DO THIS: Quote, word for word, every line starting at the line that contains "of the sandy" and ending with the last line of the records; include both of these lines and no others.

■ ■ ■

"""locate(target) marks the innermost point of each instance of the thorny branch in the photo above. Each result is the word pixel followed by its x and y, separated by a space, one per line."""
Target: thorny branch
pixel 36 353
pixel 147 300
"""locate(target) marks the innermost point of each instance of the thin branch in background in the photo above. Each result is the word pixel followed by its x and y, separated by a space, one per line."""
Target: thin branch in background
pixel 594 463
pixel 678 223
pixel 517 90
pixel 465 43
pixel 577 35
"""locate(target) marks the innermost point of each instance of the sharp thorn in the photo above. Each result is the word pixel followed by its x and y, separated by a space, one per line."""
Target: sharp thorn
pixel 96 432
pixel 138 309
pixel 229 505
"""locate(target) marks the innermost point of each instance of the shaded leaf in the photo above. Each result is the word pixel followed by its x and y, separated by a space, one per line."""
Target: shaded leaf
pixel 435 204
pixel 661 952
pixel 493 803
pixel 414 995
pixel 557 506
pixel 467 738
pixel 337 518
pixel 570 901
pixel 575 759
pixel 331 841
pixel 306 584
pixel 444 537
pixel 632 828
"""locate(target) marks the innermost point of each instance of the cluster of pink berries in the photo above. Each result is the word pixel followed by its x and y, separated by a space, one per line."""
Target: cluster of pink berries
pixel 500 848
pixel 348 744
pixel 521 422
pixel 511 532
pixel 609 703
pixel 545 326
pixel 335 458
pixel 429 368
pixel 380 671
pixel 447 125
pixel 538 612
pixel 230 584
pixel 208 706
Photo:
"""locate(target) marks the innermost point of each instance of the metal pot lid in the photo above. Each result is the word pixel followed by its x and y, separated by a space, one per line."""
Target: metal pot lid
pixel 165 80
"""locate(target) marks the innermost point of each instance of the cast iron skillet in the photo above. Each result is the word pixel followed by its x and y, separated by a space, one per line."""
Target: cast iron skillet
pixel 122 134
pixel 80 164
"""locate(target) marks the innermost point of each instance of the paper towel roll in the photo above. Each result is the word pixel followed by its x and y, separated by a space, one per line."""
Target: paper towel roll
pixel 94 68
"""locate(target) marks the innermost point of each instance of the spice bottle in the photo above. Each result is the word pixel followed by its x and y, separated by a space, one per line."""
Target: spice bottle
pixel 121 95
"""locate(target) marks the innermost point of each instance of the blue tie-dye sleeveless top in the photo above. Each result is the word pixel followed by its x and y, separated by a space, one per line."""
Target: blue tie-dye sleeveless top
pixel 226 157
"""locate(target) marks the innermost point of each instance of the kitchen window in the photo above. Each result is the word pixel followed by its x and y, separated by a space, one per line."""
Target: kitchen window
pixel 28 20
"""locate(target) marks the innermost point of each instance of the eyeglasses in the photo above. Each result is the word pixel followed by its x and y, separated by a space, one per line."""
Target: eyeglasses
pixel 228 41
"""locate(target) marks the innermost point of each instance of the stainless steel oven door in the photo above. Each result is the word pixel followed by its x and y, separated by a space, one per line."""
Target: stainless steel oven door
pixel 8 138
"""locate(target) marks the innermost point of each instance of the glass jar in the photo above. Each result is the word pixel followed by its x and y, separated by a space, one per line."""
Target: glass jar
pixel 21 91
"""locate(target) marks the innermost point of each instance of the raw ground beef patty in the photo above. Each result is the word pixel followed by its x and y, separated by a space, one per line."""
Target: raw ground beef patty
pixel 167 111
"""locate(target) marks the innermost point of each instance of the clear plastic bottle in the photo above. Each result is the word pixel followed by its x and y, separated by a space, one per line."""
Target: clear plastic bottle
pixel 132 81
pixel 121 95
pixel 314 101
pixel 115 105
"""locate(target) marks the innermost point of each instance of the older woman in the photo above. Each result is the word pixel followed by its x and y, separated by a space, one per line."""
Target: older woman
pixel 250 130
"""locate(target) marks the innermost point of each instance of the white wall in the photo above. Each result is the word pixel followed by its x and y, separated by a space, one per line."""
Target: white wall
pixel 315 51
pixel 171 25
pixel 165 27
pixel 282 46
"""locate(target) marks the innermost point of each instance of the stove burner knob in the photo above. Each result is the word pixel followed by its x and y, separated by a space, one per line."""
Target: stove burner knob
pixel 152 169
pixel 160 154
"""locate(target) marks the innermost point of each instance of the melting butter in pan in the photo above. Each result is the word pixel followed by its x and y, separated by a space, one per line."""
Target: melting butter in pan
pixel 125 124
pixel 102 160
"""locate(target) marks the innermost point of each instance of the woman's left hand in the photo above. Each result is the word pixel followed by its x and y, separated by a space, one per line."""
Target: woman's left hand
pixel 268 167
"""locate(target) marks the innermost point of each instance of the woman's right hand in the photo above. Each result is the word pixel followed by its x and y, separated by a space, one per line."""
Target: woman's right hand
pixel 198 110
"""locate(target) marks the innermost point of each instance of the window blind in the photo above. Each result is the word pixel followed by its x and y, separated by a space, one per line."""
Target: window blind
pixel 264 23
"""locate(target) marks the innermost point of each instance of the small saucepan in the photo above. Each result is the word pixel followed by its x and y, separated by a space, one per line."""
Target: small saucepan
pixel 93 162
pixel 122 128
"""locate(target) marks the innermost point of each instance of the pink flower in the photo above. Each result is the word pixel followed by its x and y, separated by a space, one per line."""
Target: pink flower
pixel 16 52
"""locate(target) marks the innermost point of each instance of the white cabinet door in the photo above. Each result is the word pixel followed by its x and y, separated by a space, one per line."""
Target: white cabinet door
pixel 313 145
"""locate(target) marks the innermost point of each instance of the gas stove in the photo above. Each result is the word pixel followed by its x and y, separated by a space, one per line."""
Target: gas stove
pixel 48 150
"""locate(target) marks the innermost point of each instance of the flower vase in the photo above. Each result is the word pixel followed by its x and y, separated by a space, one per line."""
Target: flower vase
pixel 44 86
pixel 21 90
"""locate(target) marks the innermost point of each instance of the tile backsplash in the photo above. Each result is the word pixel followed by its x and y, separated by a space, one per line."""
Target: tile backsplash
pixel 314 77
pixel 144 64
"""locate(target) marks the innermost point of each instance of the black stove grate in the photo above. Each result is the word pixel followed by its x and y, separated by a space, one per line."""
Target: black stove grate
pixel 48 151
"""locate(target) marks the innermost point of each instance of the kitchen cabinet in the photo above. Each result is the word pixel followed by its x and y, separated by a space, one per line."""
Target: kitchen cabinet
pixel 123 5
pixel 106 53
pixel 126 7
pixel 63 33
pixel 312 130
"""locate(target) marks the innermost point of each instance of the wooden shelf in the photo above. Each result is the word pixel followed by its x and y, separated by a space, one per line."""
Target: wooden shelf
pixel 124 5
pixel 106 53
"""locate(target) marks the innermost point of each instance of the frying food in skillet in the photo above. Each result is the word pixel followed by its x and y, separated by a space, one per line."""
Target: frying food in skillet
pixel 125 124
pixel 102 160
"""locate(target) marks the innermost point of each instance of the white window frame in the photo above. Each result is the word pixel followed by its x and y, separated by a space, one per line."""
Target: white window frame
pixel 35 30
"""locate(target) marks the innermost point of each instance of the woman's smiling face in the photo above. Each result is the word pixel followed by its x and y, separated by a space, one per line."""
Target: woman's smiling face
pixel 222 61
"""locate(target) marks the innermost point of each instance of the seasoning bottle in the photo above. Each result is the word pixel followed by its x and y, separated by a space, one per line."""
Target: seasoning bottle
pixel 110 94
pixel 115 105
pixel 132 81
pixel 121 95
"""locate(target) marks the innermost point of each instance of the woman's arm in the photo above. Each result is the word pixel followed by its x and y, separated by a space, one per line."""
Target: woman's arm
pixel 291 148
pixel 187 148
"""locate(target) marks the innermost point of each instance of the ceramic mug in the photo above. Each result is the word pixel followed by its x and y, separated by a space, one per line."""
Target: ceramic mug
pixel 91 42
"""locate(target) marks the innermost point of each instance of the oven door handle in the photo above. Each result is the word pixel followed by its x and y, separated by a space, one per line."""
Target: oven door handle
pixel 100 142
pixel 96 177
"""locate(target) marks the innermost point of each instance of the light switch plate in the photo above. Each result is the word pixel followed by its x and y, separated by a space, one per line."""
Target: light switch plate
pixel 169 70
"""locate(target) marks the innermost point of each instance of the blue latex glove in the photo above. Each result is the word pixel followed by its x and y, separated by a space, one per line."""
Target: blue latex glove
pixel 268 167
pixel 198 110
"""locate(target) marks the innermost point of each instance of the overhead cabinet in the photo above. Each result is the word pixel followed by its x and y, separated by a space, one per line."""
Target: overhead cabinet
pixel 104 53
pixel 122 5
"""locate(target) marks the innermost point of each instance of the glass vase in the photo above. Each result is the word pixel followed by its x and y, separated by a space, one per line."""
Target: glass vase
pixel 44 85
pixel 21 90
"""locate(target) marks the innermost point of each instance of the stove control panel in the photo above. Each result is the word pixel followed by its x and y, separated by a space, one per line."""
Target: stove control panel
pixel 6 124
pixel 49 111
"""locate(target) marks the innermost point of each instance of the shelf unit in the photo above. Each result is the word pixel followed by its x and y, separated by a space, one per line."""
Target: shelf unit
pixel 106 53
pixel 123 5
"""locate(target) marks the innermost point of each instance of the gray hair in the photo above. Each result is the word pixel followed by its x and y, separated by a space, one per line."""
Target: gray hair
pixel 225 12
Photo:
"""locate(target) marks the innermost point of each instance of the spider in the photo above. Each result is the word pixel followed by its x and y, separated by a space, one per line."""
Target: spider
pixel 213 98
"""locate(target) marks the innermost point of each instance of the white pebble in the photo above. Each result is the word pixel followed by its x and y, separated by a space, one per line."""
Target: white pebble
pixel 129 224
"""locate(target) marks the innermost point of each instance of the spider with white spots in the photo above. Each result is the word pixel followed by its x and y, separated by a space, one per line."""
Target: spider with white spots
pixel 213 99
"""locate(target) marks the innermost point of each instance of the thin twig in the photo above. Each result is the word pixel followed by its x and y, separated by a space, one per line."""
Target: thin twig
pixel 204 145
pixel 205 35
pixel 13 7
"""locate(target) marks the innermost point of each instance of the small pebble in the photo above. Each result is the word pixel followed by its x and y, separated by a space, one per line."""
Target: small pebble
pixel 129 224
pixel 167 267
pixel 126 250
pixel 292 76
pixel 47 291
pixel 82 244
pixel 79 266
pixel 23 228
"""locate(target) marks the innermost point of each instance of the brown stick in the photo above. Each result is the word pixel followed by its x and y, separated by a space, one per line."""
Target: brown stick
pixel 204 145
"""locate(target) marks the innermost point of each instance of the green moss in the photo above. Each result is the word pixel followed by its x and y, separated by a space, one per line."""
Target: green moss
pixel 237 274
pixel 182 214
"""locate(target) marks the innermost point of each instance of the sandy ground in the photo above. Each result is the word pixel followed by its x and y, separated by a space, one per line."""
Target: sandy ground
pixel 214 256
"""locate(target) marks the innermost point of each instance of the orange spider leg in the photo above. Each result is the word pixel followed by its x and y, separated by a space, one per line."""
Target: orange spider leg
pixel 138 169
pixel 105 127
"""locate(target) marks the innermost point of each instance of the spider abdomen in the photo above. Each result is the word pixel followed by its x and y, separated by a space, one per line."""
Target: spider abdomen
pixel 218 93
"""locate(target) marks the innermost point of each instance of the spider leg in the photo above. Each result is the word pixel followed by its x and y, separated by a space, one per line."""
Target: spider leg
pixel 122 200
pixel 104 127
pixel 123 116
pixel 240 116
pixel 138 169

■ ■ ■

SOLUTION TO THIS PROBLEM:
"""locate(target) marks the innermost point of each instance of the sandy ground in the photo above. Each result is the word pixel followed by its x and y, separated by a space, one per line."""
Target: sandy ground
pixel 214 256
"""locate(target) marks the innermost point of each instance of the orange spider leg in the photo above. Each result is the word pixel followed by its x and y, separated by a space, one per line."""
Target: orange spider leg
pixel 138 169
pixel 105 127
"""locate(target) marks the innermost point of each instance of the spider abdomen in the photo above. Each result is the word pixel followed by its x and y, separated by a space, one per line."""
Target: spider abdomen
pixel 218 93
"""locate(target) marks the innermost point of each instance of the spider leg in the photo above. Each result is the word pixel followed by its x and y, separated by a space, one per line."""
Target: spider leg
pixel 122 200
pixel 104 127
pixel 123 116
pixel 240 116
pixel 138 169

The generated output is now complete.